• [WHAT NEEDS TO BE DONE]: Gather every line of the listing below that contains the string "exact", and copy each one unchanged.

• [LISTED RECORDS]:

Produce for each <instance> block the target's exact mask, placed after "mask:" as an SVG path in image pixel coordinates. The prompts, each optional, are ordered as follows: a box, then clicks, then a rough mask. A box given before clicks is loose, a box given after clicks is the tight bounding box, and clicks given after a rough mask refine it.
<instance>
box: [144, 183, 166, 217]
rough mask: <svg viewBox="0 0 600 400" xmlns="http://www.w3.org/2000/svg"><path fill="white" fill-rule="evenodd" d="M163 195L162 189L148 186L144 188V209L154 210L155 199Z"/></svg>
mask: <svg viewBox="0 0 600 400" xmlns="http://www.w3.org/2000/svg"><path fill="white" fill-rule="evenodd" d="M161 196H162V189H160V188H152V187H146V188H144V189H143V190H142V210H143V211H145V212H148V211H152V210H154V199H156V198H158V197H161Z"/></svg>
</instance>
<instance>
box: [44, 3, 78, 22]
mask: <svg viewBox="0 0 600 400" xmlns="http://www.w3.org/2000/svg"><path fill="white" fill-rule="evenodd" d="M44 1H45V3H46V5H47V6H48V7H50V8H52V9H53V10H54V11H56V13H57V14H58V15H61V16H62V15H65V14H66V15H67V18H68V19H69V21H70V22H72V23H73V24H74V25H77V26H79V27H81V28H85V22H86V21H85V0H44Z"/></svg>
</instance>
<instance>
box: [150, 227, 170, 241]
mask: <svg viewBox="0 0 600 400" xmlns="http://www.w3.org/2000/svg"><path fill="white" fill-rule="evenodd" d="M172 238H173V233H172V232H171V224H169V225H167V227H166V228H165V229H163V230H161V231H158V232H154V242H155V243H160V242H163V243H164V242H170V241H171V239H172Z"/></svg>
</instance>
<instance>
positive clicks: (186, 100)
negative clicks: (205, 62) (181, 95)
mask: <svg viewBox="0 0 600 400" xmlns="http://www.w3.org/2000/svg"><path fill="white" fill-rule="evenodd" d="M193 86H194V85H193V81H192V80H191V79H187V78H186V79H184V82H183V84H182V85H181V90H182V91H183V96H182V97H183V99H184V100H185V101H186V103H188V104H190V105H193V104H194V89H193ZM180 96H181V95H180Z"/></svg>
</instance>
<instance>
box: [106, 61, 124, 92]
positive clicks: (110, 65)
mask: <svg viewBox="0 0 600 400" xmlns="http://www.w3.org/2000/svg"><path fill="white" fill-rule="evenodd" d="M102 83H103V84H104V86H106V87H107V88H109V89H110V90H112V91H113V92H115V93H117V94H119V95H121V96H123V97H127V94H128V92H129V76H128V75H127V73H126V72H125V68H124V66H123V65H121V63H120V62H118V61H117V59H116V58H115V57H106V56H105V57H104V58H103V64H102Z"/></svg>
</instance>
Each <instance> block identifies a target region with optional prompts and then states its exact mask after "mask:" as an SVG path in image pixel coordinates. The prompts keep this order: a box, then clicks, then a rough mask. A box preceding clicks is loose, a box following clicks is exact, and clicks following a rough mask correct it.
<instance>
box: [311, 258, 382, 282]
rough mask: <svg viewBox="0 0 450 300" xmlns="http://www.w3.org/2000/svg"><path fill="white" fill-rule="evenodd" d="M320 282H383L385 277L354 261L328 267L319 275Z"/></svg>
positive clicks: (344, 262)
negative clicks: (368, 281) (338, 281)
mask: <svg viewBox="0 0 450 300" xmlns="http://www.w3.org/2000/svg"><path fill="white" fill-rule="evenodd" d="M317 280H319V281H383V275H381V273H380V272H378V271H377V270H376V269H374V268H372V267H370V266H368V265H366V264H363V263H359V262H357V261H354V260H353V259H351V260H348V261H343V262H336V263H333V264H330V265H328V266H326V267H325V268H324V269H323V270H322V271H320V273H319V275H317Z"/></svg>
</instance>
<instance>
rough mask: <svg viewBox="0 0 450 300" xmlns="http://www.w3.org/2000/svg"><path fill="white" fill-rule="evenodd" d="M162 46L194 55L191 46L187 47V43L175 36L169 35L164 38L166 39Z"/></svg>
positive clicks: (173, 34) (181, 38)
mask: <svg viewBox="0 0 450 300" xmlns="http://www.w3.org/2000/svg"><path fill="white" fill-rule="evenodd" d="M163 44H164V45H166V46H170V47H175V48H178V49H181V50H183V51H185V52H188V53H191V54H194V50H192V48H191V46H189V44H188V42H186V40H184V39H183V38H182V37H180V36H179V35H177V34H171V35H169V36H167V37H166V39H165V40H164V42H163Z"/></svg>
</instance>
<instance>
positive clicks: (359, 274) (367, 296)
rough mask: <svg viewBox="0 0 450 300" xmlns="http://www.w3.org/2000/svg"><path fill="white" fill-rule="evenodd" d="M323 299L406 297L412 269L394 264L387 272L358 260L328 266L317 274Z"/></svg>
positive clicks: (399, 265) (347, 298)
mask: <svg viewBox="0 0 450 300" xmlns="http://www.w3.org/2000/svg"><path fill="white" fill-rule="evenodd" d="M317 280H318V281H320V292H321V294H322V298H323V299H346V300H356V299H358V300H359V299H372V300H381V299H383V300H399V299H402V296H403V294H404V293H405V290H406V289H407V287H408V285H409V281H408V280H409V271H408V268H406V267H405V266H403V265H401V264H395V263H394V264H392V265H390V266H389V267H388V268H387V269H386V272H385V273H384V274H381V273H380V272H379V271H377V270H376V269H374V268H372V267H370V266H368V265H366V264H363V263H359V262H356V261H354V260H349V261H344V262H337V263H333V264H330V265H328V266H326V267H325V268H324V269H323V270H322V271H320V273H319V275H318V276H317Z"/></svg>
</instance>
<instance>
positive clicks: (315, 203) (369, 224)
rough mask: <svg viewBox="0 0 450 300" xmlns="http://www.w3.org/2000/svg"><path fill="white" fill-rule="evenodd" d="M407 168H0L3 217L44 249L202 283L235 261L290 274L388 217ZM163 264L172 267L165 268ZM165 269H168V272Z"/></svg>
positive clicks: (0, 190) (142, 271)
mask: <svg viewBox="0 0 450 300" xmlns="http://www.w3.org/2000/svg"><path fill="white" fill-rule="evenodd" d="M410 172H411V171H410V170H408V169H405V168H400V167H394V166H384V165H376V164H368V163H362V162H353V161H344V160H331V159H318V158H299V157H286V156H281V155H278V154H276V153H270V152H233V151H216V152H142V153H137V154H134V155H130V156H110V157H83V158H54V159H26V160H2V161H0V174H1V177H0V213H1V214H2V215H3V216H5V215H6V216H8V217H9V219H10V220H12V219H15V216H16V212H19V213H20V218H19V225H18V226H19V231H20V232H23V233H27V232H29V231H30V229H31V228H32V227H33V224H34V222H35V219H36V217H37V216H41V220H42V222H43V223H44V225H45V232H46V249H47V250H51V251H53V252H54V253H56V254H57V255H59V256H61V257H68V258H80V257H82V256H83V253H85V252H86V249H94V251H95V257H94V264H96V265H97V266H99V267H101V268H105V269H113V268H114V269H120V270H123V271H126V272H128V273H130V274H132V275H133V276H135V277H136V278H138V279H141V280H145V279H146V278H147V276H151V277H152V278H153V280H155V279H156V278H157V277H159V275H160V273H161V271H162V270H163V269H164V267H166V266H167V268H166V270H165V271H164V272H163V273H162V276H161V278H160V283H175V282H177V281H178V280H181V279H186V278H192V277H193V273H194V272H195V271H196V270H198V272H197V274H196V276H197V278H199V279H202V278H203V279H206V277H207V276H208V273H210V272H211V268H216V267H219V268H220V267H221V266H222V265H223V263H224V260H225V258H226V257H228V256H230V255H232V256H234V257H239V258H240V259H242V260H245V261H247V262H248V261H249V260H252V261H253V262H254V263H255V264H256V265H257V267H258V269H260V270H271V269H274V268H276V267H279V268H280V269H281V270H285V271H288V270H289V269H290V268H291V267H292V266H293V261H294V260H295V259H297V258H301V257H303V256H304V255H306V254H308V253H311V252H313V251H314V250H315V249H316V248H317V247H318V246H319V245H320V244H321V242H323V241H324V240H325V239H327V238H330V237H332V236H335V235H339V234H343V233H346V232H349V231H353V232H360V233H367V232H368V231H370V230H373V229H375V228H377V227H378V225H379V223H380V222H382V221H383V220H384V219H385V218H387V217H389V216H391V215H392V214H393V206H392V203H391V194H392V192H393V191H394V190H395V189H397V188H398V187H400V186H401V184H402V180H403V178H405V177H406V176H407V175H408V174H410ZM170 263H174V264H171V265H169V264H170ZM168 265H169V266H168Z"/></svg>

• [RESULT FOR THIS TASK]:
Produce for each <instance> block the target's exact mask, placed after "mask:" as an SVG path in image pixel coordinates. The prompts, each optional, are ordered as follows: a box, then clicks, then a rough mask. A box given before clicks is loose, a box given after clicks is the tight bounding box, and clicks given after a rough mask refine it.
Each <instance> block identifies a target region with optional prompts and then states its exact mask after "mask:" as an SVG path in image pixel coordinates. The prompts keep this order: a box, then clicks, then a rough mask. A box preceding clicks is loose, a box following clicks is exact, and clicks following a rough mask correct it.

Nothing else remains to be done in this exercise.